Information supplied ▸
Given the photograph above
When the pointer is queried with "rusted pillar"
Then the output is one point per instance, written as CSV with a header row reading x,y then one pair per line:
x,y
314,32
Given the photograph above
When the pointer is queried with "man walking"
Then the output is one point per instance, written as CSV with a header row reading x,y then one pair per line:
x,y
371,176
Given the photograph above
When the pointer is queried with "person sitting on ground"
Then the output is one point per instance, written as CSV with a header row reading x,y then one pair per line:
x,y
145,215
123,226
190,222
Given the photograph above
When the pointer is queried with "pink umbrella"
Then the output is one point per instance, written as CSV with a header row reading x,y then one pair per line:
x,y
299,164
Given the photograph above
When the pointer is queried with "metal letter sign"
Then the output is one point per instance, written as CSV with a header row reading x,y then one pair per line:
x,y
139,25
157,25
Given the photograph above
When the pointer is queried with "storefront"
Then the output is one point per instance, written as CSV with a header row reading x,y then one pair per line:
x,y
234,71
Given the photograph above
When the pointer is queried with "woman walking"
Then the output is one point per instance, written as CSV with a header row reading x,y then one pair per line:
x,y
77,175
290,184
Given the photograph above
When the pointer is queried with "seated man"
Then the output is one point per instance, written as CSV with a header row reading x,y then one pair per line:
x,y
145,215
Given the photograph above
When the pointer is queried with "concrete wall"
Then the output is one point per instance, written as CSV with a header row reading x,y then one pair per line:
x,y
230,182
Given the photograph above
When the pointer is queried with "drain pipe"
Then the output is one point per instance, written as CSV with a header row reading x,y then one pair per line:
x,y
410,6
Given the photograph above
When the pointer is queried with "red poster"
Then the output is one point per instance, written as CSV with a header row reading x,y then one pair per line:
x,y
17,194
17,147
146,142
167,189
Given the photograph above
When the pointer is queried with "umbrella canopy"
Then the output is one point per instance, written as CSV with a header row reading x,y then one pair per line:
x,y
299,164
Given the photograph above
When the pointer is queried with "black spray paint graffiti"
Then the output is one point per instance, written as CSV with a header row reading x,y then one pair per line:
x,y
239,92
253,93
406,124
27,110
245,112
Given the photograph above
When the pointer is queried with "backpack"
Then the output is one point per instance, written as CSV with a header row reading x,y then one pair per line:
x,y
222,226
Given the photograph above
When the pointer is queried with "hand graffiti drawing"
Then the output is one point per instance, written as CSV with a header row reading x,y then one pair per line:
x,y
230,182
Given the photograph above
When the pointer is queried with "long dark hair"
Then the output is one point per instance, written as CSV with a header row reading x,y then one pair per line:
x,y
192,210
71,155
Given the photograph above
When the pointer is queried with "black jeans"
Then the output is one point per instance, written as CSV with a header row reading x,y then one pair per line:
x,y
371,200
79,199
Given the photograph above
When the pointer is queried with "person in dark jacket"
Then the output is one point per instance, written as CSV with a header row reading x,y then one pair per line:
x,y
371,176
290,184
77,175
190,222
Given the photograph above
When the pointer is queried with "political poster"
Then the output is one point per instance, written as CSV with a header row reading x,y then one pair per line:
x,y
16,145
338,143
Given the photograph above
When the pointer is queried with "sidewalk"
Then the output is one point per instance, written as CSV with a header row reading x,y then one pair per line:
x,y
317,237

Task description ▸ Restate the records word for word, keeping every line.

Task output ▸
Given the photograph above
When the pointer is queried with "rusted pillar"
Then the output is one point per instance, written as CSV with a header row reading x,y then one pair per line:
x,y
314,32
Given the photograph above
When the pointer is queried with "man walking"
Then the output is one point per instance, written as CSV with a header row reading x,y then one pair per line:
x,y
371,176
Given the photograph above
When the pointer is queried with "person sitting on ground"
Then the output is one point per instance, written as CSV with a header row reading x,y then one pair per line:
x,y
145,215
123,226
190,222
Given the photograph above
When the pointer is queried with "pink umbrella"
Then the output is one point per instance, written as CSV with a header row reading x,y then one pair per line:
x,y
299,164
Given the photograph above
When the pointer is queried with "metal letter sign"
Then the output is one point per instance, written as CSV with a header row reading x,y then one pair per line:
x,y
139,25
157,25
Given the photograph above
When the pointer is queried with "storefront"
Then the output is one point per instance, written as CSV with a header row reading x,y then one pair per line:
x,y
234,71
Given the photograph above
When the pointer is queried with "woman walking"
Then the output is one point per instance, written as CSV with a header row reading x,y then one pair per line:
x,y
77,175
290,184
Given the photograph above
When the pointer is queried with "seated man"
Then the output is one point per instance, written as CSV with a header row reading x,y then one pair per line:
x,y
145,215
Given the photograph above
When the pointer is queried with "concrete wall"
Then the output is one point per instance, written as CSV with a header row reading x,y then one pair per line:
x,y
230,182
Given the photograph above
When the pointer is queried with "drain pipe"
Then the output is one point per instance, written as CSV with a header row reading x,y then one pair per line:
x,y
410,6
Given the photograph above
When the pointer is queried with "red poster"
Then the output is one point per instance, written as CSV with a header row reading x,y then one pair per line:
x,y
17,194
17,147
146,142
167,189
Given the photograph above
When the pointer is queried with "umbrella canopy"
Then the output is one point per instance, written as CSV with a header row reading x,y then one pair per line:
x,y
299,164
Given the photograph above
When the pointer is queried with "black spray paint graffiti"
Then the output is one point per instance, written as CSV with a header row reading x,y then one pair per line:
x,y
239,92
253,93
406,124
27,110
245,112
Given the photograph above
When the pointer is queried with "backpack"
Then the output is one point per instance, written as CSV with a header row reading x,y then one pair per line:
x,y
222,226
Given the photograph above
When the pointer is queried with "hand graffiti drawing"
Then the output is one point per instance, written as CSV with a header row reading x,y then one pair per line:
x,y
230,182
Given the photograph above
When the pointer is queried with "long dark hair"
Then the output is one point per instance, written as CSV with a header row reading x,y then one pair per line:
x,y
192,210
71,155
Given the photograph above
When the pointer is queried with "black jeans"
Then the output is one point per instance, written as CSV with a header row reading x,y then one pair per line:
x,y
371,200
79,199
Given the photograph above
When the pointer is queried with "person in dark jacket"
Then the output is one point per instance, written as CSV with a header row reading x,y then one pair per line:
x,y
371,176
290,184
77,175
190,222
Given the photograph above
When the pointer is queried with "political poster"
Then the output is one point per instance, written as CSV with a header row reading x,y then one pair per line:
x,y
16,145
338,143
Given the photograph above
When the pointer is queried with "sidewalk"
Then the output is one point per instance, written as CSV with a header row reading x,y then one pair per line:
x,y
317,237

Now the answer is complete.